- _Перечень заданий_
A: Выпишите из отрывка о прогулке под дождем фрагмент. Начните с того места, где стоят слова «Стоя у окна, я», и остановитесь после слов «Это всегда приятно!».
B: Что, согласно отрывку о прогулке под дождем, пришлось надеть впервые после лета?
C: Напишите, что могло бы следовать дальше в отрывке о прогулке под дождем, начиная сразу после его последнего предложения.

==== Изучаемый текст

Стоя у окна, я не заметил даже, какова погода. Оказалось, что идет дождь, ветрено. Пришлось первый раз после лета надеть пальто и калоши. Целое событие! Как хорошо оказалось на дворе. Ветер сильный, небо сплошь затянуто темносерыми тучами, и сверху непрерывно моросит. Настоящий петербургский день! С каким удовольствием подставлял я лицо дождю и ветру! Как бодро ходил по кругу! Сколько воспоминаний вызвала перемена погоды! Арестанты одеты легко. Многие опешат покинуть прогулку, и оставшиеся прибавляют шагу. Это всегда приятно!

========
==== Выдержки из записей

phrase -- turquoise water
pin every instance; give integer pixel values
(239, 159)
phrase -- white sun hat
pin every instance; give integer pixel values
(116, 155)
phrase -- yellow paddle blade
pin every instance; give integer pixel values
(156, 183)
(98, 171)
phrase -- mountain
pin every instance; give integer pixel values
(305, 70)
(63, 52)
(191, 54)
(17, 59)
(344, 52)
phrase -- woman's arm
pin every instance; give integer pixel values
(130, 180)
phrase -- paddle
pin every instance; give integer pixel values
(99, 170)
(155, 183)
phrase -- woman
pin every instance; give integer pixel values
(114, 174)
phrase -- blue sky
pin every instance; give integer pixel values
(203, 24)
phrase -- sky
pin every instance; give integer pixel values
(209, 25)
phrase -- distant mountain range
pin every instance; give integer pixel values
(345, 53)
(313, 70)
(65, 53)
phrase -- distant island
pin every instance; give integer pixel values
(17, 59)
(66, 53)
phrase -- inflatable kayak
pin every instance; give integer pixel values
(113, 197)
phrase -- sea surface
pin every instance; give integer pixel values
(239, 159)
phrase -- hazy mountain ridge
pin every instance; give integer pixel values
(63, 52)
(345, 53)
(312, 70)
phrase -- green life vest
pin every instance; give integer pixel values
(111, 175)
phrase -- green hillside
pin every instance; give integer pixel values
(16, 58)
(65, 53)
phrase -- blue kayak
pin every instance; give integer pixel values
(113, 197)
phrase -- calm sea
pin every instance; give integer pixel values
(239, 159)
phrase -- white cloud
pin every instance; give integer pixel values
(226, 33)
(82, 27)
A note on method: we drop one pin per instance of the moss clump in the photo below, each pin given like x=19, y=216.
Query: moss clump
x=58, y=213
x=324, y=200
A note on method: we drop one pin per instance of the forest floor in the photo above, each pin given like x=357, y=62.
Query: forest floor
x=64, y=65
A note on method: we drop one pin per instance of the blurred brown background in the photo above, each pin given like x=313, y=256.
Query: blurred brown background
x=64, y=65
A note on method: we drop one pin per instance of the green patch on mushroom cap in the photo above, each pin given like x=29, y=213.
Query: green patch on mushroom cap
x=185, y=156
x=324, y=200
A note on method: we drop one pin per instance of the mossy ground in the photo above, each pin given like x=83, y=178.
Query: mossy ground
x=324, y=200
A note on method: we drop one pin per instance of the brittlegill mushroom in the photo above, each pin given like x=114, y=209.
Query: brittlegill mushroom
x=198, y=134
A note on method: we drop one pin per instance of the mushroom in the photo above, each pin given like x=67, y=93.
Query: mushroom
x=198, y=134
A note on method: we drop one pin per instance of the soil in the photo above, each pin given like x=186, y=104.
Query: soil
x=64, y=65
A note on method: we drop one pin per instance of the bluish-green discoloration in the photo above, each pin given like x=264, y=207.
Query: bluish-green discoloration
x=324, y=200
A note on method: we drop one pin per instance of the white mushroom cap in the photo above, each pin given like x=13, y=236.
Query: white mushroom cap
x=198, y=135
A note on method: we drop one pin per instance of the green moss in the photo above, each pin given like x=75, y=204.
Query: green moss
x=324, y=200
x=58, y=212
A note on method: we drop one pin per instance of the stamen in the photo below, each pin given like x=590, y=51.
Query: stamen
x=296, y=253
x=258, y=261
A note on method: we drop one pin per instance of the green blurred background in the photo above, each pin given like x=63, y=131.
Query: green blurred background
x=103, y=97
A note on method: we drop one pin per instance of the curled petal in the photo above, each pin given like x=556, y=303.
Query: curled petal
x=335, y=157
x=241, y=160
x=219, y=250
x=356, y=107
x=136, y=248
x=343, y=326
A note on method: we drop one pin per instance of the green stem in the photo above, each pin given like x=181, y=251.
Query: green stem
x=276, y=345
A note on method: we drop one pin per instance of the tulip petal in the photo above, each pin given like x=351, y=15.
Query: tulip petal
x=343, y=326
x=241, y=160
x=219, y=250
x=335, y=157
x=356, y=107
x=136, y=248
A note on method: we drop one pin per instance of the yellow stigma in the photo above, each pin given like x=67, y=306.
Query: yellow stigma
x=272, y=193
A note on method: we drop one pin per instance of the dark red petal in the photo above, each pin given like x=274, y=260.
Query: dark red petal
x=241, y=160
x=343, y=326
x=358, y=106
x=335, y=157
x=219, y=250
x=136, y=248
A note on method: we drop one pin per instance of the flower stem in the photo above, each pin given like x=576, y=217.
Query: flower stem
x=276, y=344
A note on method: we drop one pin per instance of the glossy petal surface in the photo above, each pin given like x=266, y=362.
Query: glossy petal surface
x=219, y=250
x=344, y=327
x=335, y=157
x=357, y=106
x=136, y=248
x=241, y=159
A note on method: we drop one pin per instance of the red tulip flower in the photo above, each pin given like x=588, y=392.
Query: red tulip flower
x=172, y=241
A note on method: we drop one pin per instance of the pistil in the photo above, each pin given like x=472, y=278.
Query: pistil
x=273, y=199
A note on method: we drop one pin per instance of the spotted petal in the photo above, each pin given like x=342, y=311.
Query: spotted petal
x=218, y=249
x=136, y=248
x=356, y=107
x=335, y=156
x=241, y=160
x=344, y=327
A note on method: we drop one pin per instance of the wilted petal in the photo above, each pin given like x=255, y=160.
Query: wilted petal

========

- _Ответы по заданиям_
A:
Стоя у окна, я не заметил даже, какова погода. Оказалось, что идет дождь, ветрено. Пришлось первый раз после лета надеть пальто и калоши. Целое событие! Как хорошо оказалось на дворе. Ветер сильный, небо сплошь затянуто темносерыми тучами, и сверху непрерывно моросит. Настоящий петербургский день! С каким удовольствием подставлял я лицо дождю и ветру! Как бодро ходил по кругу! Сколько воспоминаний вызвала перемена погоды! Арестанты одеты легко. Многие опешат покинуть прогулку, и оставшиеся прибавляют шагу. Это всегда приятно!

B: Впервые после лета пришлось надеть пальто и калоши.

C:
Почему я не был обрадован окончанием шестого месяца? Не потому ли, что где-то, в неосознанной глубине мозга, я уже раньше порешил, будто осталось не шесть, а только пять месяцев? Против воли готов совершиться переворот в моем календаре – решение не брать вовсе в счет неполный месяц. Вообще же месяц теперь – такая бесконечно большая величина, что счет сам собой перешел на недели. Кстати: теперь остается сто пятьдесят три дня, а когда-то оставалось столько же недель. Теперь день за неделю!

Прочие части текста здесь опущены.